#### AIM:
Please transcribe all of the records below without changing anything.

Dataset rows:
-- Start --

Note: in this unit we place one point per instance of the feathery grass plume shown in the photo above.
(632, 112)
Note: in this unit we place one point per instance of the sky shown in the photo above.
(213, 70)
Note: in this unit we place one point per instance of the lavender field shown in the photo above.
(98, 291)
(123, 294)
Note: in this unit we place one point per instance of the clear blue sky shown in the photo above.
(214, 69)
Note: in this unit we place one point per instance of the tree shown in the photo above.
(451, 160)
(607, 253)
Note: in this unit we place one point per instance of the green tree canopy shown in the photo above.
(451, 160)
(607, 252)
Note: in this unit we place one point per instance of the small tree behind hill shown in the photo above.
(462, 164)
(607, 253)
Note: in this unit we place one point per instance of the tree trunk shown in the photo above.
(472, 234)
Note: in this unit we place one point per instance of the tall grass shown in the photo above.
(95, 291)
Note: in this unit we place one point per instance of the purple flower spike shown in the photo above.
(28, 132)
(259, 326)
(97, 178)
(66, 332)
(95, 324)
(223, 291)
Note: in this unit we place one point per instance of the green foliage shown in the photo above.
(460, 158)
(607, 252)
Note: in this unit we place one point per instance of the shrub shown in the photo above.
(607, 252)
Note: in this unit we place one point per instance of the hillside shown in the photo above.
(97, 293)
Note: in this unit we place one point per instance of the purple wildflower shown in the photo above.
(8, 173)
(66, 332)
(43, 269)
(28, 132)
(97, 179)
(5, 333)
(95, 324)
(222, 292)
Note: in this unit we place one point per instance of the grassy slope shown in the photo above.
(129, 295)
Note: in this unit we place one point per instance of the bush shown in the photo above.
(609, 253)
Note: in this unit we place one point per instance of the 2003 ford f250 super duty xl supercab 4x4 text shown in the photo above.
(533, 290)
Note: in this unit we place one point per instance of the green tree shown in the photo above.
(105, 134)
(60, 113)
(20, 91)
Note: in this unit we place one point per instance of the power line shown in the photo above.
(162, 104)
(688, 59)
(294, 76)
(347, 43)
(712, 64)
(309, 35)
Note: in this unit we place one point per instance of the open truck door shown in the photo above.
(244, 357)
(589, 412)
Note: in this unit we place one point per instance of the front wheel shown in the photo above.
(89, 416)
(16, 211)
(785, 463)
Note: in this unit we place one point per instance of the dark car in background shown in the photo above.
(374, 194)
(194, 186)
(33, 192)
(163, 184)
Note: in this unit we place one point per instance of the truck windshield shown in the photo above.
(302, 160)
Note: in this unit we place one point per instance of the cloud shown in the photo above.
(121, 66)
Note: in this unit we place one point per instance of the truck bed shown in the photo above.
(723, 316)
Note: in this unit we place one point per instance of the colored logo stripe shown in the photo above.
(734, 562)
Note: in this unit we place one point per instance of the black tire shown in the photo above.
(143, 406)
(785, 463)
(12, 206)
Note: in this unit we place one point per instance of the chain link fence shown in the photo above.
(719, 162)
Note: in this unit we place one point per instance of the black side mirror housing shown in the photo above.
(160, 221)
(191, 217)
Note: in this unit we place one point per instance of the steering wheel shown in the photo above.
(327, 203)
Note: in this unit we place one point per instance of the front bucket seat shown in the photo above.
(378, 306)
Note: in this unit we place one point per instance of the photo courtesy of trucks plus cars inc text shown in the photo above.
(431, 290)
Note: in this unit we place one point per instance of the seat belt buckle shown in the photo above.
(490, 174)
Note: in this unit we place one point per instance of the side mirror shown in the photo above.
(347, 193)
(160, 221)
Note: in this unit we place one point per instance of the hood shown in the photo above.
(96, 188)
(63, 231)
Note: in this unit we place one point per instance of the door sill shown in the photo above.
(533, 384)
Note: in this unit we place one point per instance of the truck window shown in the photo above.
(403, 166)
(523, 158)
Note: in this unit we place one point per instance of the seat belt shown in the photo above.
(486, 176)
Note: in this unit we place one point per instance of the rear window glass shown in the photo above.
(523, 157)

-- End --

#### FINAL ANSWER:
Note: in this unit we place one point per instance of the feathery grass plume shown in the photo above.
(632, 112)
Note: in this unit we place one point per instance of the sky shown in the photo above.
(213, 70)
Note: in this unit we place one point per instance of the lavender field shown in the photo above.
(98, 291)
(123, 294)
Note: in this unit we place one point per instance of the clear blue sky shown in the photo above.
(214, 69)
Note: in this unit we place one point per instance of the tree shown in the photo above.
(451, 160)
(607, 253)
Note: in this unit we place one point per instance of the green tree canopy shown in the photo above.
(451, 160)
(607, 252)
Note: in this unit we place one point per instance of the small tree behind hill shown in the photo above.
(462, 164)
(607, 253)
Note: in this unit we place one point per instance of the tree trunk shown in the photo above.
(472, 234)
Note: in this unit we place one point per instance of the tall grass shown in the photo above.
(95, 291)
Note: in this unit we place one point per instance of the purple flower spike shown in the photo above.
(28, 132)
(259, 326)
(97, 178)
(66, 332)
(95, 324)
(223, 291)
Note: in this unit we place one point per instance of the green foliage shown in the photo above.
(460, 158)
(607, 252)
Note: in this unit we place one point per instance of the shrub shown in the photo above.
(607, 252)
Note: in this unit we place one point per instance of the hillside shown in the photo above.
(97, 293)
Note: in this unit we place one point per instance of the purple wildflower shown in the photo above.
(8, 173)
(66, 332)
(43, 269)
(28, 132)
(97, 179)
(5, 333)
(95, 324)
(222, 292)
Note: in this unit we place one point per instance of the grassy slope shown in the photo above.
(129, 295)
Note: in this unit we place one point per instance of the bush shown in the photo above.
(609, 253)
Note: in this unit we place one point per instance of the 2003 ford f250 super duty xl supercab 4x4 text shown in the photo above.
(533, 290)
Note: in this unit we place one point per instance of the green tree shown in the photo above.
(105, 134)
(60, 113)
(20, 91)
Note: in this unit we place one point per instance of the power line shown in the photo above.
(162, 104)
(688, 59)
(294, 76)
(347, 43)
(712, 64)
(309, 35)
Note: in this unit we place one point per instance of the open truck door shown in the photo above.
(244, 357)
(589, 412)
Note: in this unit we place one point per instance of the front wheel shown in the photo above.
(89, 416)
(16, 211)
(785, 463)
Note: in this unit we place one point per instance of the dark car in background shown in the photo above.
(374, 194)
(194, 186)
(33, 192)
(163, 184)
Note: in this unit we place one point per instance of the truck windshield shown in the photo above.
(302, 160)
Note: in this unit we place one point per instance of the cloud shown in the photo above.
(121, 66)
Note: in this unit we place one point per instance of the truck bed shown in the photo above.
(723, 316)
Note: in this unit we place one point per instance of the colored logo stripe shown in the photo above.
(734, 562)
Note: in this unit we place one point per instance of the black tire shown in the photo above.
(143, 406)
(785, 463)
(12, 206)
Note: in this unit we place one point per instance of the chain link fence shown in the photo above.
(719, 162)
Note: in this unit we place one point per instance of the black side mirror housing shown in the photo above.
(160, 221)
(191, 217)
Note: in this unit we place one point per instance of the steering wheel shown in the photo above.
(327, 203)
Note: in this unit we place one point per instance of the front bucket seat shown in the photo above.
(378, 306)
Note: in this unit we place one point per instance of the photo courtesy of trucks plus cars inc text shown in the photo above.
(431, 290)
Note: in this unit we place one point per instance of the seat belt buckle shown in the photo above.
(490, 174)
Note: in this unit we place one point per instance of the side mirror shown in the photo above.
(347, 193)
(160, 221)
Note: in this unit we place one point per instance of the hood shown in the photo above.
(96, 188)
(63, 231)
Note: in this unit we place one point per instance of the door sill shown in the photo above.
(533, 384)
Note: in this unit we place one point per instance of the truck window shown in the photo above.
(403, 166)
(523, 158)
Note: in this unit we place one point per instance of the seat belt shown in the photo above.
(486, 176)
Note: in this unit we place one point per instance of the rear window glass shown in the photo above.
(523, 157)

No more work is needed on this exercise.